*Passage provided:*
+ + + + + + +

Next, with the use of the above-mentioned monocrystal diamond cutting tool 200, the second metal film 4bx is cut along the side wall (2s in FIG. 3) of the unit metal layer 2b so as to form the plurality of groove portions 20a and the ridge-like unit metal layer 4b between the neighboring groove portions 20a (FIG. 8B; second cutting step). Here, when the above-mentioned superfine nano machine is used as the cutting machine, the second metal film 4bx can be cut so as to match the side wall 2s of the unit metal layer 2b by nanometer level. In addition, the groove portion 20a in the second cutting step is formed on the resin 26 exposed in the metal layer exposing step (FIG. 7D).
Note that, when the second metal film 4bx is formed by the electric plating, the surface of the second metal film 4bx becomes slightly convex (not flat). Therefore, it is preferred to set the thickness of the second metal film 4bx larger than a thickness designed as the unit metal layer 4b, and after the second cutting step, or in the second metal layer exposing step (FIG. 8D) described later, grind the surface of the second metal film 4bx to be adjusted to the thickness of the unit metal layer 4b and form a flat surface of the unit metal layer 4b.
Next, similarly to the above-mentioned resin filling step (FIG. 7C), a resin 26bx is filled in the groove portion 20a formed in the second cutting step (FIG. 8C; second resin filling step). Then, similarly to the above-mentioned metal layer exposing step (FIG. 7D), the surface of the resin 26bx is ground or ashed so that the upper surface of the unit metal layer 4b is exposed (FIG. 8D; second metal layer exposing step).
In this way, through repetition of the initial metal film forming step (FIG. 7A) and the cutting step (FIG. 7B) one or more times, it is possible to manufacture the diffraction grating for an X-ray Talbot interferometer including the X-ray absorbing portion in which two or more unit metal layers are laminated. In addition, it is preferred to perform the metal film laminating step (FIG. 8A), the second cutting step (FIG. 8B), the second resin filling step (FIG. 8C), and the second metal layer exposing step (FIG. 8D), after performing the resin filling step (FIG. 7C) and the metal layer exposing step (FIG. 7D).

+ + + + + + +

*Given information:*
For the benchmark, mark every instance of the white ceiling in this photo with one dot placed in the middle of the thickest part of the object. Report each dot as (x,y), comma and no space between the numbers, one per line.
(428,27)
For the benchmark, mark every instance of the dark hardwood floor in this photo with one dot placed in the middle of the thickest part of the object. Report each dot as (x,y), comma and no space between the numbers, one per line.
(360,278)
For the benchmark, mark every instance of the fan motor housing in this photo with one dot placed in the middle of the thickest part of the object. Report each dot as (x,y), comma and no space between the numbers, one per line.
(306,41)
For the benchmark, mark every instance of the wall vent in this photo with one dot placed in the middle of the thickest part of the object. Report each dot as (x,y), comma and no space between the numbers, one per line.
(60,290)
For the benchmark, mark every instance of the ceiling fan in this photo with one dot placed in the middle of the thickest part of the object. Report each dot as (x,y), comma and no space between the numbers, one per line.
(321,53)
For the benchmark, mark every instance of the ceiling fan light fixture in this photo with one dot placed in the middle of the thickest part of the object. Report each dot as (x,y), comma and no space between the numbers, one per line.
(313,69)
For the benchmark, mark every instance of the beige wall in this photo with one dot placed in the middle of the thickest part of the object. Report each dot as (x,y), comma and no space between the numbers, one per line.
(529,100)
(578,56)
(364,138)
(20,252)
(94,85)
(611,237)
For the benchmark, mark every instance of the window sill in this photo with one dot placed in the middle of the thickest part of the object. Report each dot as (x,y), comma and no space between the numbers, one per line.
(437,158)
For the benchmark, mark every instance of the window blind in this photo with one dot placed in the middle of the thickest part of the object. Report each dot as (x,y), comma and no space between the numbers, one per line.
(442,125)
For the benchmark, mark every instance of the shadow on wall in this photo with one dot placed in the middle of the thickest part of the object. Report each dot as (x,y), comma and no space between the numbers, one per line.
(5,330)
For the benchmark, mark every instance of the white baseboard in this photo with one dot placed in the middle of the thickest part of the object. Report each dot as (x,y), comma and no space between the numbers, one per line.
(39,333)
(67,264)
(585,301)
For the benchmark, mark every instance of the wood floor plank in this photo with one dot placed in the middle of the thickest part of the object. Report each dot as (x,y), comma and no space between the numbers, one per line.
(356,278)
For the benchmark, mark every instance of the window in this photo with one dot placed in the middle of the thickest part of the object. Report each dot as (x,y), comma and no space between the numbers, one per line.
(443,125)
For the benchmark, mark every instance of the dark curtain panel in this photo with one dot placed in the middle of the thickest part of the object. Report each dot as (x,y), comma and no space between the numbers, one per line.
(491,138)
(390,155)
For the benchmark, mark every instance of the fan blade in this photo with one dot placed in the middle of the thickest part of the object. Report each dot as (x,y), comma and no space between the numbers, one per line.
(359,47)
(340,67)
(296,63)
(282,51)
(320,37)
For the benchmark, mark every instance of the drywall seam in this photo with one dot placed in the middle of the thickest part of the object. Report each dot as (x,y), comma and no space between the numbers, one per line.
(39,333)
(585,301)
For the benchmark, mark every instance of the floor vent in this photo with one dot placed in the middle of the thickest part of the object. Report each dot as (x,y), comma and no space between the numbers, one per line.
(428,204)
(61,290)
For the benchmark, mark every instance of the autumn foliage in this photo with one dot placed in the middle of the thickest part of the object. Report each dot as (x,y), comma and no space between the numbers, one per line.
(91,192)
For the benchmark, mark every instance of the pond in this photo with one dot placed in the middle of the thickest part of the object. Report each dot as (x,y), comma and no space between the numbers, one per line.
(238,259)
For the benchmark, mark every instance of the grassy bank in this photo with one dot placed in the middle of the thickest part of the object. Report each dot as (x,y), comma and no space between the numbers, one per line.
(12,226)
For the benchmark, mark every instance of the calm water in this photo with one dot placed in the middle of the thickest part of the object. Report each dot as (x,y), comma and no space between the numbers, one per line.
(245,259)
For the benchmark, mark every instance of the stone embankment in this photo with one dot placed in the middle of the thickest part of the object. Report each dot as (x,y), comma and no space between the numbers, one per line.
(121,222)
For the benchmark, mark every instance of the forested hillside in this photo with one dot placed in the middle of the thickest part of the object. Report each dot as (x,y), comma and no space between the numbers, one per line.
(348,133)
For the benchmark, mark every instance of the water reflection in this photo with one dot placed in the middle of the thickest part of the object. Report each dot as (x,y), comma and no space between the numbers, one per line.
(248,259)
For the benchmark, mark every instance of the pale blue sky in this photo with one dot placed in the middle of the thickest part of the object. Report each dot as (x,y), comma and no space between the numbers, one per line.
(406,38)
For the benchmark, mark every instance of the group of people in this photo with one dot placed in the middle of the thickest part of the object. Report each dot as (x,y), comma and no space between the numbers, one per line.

+ + + + + + +

*Task instructions:*
1. Copy everything in the passage on making the X-ray diffraction grating from "Next, similarly to" down to "layer exposing step).".
2. Arrange the records as a JSON list of strings, one string per line and no blank lines, covering everything from the line that contains "For the benchmark, mark every instance of the stone" down to the end of the records.

*Task-by-task outputs:*
1.
Next, similarly to the above-mentioned resin filling step (FIG. 7C), a resin 26bx is filled in the groove portion 20a formed in the second cutting step (FIG. 8C; second resin filling step). Then, similarly to the above-mentioned metal layer exposing step (FIG. 7D), the surface of the resin 26bx is ground or ashed so that the upper surface of the unit metal layer 4b is exposed (FIG. 8D; second metal layer exposing step).

2.
[
  "For the benchmark, mark every instance of the stone embankment in this photo with one dot placed in the middle of the thickest part of the object. Report each dot as (x,y), comma and no space between the numbers, one per line.",
  "(121,222)",
  "For the benchmark, mark every instance of the forested hillside in this photo with one dot placed in the middle of the thickest part of the object. Report each dot as (x,y), comma and no space between the numbers, one per line.",
  "(348,133)",
  "For the benchmark, mark every instance of the water reflection in this photo with one dot placed in the middle of the thickest part of the object. Report each dot as (x,y), comma and no space between the numbers, one per line.",
  "(248,259)",
  "For the benchmark, mark every instance of the pale blue sky in this photo with one dot placed in the middle of the thickest part of the object. Report each dot as (x,y), comma and no space between the numbers, one per line.",
  "(406,38)",
  "For the benchmark, mark every instance of the group of people in this photo with one dot placed in the middle of the thickest part of the object. Report each dot as (x,y), comma and no space between the numbers, one per line."
]